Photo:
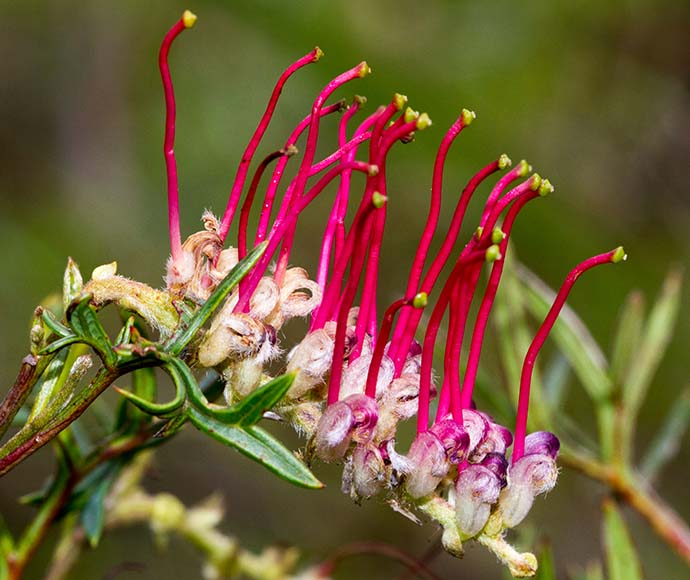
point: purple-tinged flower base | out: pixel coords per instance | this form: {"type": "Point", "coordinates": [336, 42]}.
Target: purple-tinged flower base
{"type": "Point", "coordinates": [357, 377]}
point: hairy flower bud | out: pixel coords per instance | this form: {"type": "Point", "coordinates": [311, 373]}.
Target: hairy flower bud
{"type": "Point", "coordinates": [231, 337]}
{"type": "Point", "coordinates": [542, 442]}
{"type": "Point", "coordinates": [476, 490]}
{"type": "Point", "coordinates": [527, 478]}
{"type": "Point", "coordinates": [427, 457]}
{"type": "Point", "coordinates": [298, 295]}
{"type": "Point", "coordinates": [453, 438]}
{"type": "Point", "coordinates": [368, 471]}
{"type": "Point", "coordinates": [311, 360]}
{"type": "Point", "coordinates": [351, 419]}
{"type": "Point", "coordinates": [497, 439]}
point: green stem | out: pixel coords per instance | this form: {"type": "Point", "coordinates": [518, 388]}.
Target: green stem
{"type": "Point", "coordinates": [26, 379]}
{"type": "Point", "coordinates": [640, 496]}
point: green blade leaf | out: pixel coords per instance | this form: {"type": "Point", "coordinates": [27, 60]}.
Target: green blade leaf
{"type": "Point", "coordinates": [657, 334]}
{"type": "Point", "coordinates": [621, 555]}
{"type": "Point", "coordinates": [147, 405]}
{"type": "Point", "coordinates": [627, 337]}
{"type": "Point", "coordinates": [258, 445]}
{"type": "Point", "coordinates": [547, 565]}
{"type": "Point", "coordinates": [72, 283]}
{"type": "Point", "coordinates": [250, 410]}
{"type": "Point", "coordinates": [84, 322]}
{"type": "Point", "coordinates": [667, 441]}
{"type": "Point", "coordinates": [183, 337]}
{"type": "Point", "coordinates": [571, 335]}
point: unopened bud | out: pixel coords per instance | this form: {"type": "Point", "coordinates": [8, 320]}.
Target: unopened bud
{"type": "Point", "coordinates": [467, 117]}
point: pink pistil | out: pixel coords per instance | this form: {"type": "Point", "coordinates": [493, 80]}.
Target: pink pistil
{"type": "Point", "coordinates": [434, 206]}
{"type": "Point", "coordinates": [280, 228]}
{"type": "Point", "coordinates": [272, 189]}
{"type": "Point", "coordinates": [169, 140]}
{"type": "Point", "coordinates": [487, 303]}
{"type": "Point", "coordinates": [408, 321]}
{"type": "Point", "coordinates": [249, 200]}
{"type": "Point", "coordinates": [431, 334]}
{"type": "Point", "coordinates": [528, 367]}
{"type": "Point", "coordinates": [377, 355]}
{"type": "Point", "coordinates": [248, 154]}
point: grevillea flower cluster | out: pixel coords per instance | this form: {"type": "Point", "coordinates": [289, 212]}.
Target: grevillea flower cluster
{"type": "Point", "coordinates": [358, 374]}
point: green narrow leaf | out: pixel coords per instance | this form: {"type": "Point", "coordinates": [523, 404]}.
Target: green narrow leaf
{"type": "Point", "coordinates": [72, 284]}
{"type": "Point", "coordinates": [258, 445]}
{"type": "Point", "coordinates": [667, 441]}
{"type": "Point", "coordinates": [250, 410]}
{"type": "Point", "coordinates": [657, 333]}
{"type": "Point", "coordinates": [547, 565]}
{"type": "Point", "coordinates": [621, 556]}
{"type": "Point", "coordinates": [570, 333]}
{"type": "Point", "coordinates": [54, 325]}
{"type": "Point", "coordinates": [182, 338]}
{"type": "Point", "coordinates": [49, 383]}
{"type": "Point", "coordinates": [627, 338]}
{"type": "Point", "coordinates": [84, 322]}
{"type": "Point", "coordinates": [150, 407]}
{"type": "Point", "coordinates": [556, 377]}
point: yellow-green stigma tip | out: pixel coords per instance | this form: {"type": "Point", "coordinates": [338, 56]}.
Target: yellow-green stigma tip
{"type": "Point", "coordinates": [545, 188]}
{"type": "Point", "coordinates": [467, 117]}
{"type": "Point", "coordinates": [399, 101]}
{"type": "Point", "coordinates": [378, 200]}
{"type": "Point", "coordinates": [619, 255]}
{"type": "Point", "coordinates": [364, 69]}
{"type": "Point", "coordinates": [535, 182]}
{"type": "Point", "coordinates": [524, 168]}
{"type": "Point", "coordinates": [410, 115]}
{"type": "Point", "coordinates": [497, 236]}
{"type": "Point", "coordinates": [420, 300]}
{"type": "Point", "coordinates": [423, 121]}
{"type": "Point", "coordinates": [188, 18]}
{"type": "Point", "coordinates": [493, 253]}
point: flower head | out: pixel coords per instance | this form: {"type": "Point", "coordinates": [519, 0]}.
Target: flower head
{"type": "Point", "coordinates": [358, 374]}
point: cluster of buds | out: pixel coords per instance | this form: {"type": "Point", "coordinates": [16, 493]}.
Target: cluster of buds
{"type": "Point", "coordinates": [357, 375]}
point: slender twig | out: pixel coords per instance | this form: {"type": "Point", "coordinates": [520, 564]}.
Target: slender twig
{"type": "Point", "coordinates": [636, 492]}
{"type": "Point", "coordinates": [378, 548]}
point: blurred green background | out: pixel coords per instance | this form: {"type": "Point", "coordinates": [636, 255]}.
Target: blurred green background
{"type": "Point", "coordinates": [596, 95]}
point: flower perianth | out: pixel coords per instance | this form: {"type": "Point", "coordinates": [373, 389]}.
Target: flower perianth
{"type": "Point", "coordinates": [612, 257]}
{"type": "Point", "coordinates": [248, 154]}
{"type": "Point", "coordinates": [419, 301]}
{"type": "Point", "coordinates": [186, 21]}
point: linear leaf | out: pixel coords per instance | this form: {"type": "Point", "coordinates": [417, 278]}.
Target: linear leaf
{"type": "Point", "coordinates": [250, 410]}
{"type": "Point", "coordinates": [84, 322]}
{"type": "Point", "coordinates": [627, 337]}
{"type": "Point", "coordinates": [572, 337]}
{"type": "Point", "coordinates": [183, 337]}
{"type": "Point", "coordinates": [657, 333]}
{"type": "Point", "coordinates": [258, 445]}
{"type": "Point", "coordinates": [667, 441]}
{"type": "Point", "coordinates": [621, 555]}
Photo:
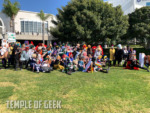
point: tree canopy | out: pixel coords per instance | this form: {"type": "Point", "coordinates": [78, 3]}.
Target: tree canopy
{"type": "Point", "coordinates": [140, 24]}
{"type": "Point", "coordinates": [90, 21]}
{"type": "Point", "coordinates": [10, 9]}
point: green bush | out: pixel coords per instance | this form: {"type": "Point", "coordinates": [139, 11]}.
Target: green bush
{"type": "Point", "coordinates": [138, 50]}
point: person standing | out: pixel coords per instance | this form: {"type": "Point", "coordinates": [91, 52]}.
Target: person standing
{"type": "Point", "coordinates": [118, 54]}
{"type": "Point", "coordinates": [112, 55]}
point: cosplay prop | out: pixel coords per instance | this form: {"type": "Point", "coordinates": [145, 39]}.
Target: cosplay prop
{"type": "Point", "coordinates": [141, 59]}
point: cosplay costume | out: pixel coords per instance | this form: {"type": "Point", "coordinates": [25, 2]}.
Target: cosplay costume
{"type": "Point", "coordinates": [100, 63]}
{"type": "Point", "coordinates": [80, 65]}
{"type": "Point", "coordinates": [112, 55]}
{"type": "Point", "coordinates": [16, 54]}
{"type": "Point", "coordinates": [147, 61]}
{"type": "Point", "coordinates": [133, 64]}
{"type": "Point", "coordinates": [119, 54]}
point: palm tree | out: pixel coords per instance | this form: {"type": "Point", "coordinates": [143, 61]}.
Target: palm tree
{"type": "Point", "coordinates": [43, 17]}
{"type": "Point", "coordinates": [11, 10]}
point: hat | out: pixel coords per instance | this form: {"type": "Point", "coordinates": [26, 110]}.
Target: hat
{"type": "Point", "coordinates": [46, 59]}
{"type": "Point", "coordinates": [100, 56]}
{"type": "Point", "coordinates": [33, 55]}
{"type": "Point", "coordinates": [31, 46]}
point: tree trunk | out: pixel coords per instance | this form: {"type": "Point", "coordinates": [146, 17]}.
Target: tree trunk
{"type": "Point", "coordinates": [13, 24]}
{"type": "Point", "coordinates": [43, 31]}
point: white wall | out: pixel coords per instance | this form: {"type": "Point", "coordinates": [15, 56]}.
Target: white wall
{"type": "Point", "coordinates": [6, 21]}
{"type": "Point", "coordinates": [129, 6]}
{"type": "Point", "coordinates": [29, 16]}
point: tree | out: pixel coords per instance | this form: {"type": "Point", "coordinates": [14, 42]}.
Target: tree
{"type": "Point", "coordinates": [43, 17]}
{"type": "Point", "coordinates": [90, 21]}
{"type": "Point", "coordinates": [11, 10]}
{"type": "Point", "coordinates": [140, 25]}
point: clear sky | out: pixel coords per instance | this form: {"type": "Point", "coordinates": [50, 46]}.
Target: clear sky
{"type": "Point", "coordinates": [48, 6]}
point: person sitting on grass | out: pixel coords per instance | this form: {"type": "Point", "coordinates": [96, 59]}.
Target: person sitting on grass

* What is asked: Retype exactly, please, each line from the line that contains "point: tree |" through the last line of the entries above, with nothing added.

* Exercise response:
point: tree | out: pixel coords per instance | this form: {"type": "Point", "coordinates": [14, 42]}.
Target: tree
{"type": "Point", "coordinates": [43, 17]}
{"type": "Point", "coordinates": [90, 21]}
{"type": "Point", "coordinates": [11, 10]}
{"type": "Point", "coordinates": [140, 25]}
point: clear sky | out: pixel coords per instance | this form: {"type": "Point", "coordinates": [50, 46]}.
Target: clear sky
{"type": "Point", "coordinates": [48, 6]}
point: person sitting on grass | out: pixel coords per instance | this form: {"type": "Point", "coordinates": [96, 59]}.
Target: person sitting on grass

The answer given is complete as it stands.